» **Extrait cité**:
Le δ18O de l'eau de mer : il a varié dans le passé à cause notamment du volume des calottes de glace qui recouvraient le nord des continents américain et indo-européen en périodes glaciaires. C'est un simple bilan de masse (Figure 2).
la glace stockée aux hautes latitudes a un δ18O très appauvri (entre -30 à -40 ‰), ce qui fait augmenter le δ18O de la source, les océans. Cette augmentation est proportionnelle au rapport volume de glace stockée sur volume des océans. Au dernier maximum glaciaire (il y a 21 000 ans) ce stockage de glace a fait baisser le niveau de la mer d'environ 120 mètres. En supposant une composition moyenne des calottes de δ18O = -40 ‰ et une profondeur moyenne des océans de 4 000 mètres, l'enrichissement du δ18O de l'océan était donc de 120/4000 x 40 = +1,2 ‰.
Noter bien que ces deux effets jouent dans le même sens sur le δ18O des carbonates : un refroidissement en période glaciaire augmente le δ18O des carbonates lors de leur synthèse et via le δ18O de l'eau de mer. Et inversement en cas de réchauffement. Il est donc difficile de faire la part des deux effets lorsque l'on interprète le δ18O des sédiments.

» **Données brutes**:

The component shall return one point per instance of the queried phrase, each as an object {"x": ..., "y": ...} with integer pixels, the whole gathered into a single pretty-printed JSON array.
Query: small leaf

» **Travail demandé**: Prolongez le passage sur le δ18O de l'eau de mer en reprenant juste après sa dernière phrase.

» **Réponse rédigée**:
δ18O de l'eau de mer et δ18O de la glace
Ces deux δ18O sont indirectement reliés en période glaciaire, à cause du refroidissement global qui augmente l'appauvrissement des précipitations et augmente le volume des calottes. La reconstruction de ces δ18O, à partir de la glace et des sédiments, montre une bonne anti-corrélation lors des cycles glaciaires-interglaciaires depuis environ 1 million d'années.
La Figure 4 illustre ce fait sur les derniers 400 000 ans : la courbe du haut est une estimation du δ18O de l'eau de mer, la courbe du bas le δ18O de la glace à la station de Vostok, en Antarctique. Vous pouvez vous exercer à retrouver les périodes de réchauffement et de refroidissement !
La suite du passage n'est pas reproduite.